----- Available data

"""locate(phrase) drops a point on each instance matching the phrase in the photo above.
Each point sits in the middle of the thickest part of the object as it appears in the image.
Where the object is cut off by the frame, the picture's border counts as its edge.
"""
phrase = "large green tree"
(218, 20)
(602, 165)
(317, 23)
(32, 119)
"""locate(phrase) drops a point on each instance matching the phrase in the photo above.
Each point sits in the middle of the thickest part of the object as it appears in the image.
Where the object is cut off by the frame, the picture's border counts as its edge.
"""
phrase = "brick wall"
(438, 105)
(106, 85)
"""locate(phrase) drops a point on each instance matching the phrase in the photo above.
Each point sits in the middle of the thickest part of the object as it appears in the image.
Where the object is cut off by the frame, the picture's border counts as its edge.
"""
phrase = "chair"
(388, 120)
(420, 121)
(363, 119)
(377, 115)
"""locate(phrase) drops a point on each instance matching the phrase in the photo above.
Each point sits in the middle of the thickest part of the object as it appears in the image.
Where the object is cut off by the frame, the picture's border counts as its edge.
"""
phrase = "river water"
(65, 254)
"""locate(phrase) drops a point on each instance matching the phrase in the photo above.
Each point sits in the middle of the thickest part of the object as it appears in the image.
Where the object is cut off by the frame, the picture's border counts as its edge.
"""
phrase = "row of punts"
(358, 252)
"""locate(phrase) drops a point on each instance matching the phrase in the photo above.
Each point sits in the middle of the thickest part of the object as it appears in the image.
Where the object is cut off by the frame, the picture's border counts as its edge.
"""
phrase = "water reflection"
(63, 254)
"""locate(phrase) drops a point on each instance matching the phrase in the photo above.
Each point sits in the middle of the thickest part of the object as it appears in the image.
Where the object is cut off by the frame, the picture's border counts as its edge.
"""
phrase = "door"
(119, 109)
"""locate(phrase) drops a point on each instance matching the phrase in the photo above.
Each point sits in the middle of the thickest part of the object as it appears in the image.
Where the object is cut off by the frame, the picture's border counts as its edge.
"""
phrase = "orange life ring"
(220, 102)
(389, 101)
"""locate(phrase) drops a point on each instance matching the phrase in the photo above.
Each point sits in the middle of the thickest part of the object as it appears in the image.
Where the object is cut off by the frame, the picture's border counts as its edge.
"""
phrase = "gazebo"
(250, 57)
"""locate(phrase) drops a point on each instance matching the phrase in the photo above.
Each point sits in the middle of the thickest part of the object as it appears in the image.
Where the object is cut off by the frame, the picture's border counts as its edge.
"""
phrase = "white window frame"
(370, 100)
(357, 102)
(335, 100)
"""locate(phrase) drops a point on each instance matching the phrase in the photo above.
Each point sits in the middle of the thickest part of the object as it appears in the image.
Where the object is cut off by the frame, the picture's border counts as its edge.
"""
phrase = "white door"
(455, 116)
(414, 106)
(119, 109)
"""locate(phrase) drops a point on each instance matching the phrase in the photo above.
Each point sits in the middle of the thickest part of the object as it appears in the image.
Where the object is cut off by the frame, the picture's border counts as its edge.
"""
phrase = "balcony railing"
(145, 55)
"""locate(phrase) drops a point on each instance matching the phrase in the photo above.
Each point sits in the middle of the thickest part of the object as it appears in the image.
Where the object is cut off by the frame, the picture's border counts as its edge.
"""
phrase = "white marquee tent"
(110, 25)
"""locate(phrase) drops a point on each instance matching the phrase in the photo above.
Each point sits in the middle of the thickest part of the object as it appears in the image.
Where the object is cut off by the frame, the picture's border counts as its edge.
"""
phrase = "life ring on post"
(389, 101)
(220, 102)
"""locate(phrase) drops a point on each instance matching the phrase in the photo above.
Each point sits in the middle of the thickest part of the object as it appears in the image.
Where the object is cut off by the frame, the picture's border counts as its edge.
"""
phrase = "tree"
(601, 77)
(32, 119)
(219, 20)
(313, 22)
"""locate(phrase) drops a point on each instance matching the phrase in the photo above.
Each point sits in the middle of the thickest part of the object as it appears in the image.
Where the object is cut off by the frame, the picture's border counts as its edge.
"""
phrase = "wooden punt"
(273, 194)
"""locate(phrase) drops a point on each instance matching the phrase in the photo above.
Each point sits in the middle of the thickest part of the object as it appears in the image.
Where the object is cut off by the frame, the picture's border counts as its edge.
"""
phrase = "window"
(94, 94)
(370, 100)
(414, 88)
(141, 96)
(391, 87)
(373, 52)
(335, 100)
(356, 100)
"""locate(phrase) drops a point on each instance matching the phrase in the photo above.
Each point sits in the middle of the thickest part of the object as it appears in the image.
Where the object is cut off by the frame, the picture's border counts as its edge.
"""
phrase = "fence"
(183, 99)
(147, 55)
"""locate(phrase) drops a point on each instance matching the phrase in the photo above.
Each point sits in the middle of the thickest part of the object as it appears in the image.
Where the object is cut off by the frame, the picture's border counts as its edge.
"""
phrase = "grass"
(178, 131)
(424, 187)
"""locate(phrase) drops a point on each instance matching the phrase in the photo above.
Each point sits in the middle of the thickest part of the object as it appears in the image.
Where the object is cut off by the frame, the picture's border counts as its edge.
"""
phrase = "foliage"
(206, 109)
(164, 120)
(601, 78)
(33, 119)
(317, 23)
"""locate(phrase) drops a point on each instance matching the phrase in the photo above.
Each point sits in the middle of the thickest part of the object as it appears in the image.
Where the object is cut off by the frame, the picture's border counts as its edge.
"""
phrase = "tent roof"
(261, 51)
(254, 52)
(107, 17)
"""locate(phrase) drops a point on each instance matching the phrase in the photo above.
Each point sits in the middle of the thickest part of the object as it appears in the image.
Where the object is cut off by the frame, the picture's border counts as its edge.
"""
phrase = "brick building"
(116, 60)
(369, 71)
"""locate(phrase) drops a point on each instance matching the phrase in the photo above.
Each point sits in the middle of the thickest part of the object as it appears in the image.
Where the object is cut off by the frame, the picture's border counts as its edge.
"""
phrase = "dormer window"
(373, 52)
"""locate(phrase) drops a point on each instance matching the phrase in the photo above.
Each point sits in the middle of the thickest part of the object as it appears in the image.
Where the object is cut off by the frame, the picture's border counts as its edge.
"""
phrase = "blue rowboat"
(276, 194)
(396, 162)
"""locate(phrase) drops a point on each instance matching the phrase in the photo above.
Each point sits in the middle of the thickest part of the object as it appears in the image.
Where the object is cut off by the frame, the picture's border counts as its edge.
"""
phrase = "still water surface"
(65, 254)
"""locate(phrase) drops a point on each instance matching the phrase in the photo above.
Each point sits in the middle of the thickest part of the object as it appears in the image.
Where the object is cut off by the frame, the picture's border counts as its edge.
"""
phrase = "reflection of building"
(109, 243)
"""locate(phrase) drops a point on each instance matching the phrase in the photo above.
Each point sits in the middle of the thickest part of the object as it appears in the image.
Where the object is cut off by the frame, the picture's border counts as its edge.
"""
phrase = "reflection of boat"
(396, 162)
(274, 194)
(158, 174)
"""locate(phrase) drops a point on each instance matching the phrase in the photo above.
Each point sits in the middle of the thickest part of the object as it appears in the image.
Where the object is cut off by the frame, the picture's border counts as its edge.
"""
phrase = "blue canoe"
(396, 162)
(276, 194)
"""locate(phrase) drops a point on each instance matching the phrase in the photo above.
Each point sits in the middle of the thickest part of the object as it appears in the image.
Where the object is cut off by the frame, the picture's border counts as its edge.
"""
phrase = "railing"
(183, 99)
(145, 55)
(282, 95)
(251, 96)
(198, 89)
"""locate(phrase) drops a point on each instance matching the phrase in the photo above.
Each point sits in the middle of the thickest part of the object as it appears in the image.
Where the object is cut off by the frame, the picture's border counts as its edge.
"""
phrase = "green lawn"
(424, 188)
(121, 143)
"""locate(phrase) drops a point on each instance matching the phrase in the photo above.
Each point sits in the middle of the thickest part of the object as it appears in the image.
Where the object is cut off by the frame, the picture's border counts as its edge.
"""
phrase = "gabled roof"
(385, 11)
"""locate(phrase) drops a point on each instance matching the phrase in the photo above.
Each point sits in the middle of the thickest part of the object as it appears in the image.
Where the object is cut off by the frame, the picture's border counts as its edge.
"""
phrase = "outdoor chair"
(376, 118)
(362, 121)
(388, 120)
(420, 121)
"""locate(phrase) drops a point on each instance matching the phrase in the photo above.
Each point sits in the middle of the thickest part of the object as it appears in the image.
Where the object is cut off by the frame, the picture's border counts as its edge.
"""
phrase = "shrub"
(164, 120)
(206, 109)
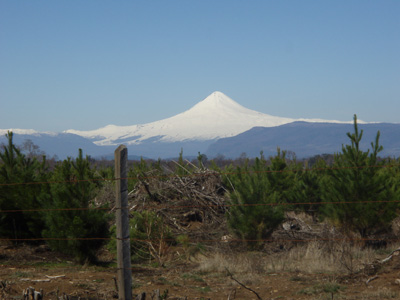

----------

Given instruction ::
Copy every line of the items above that contains the word "roof". Case counts.

Answer for this exercise ::
phrase = "tent roof"
phrase = "gabled roof"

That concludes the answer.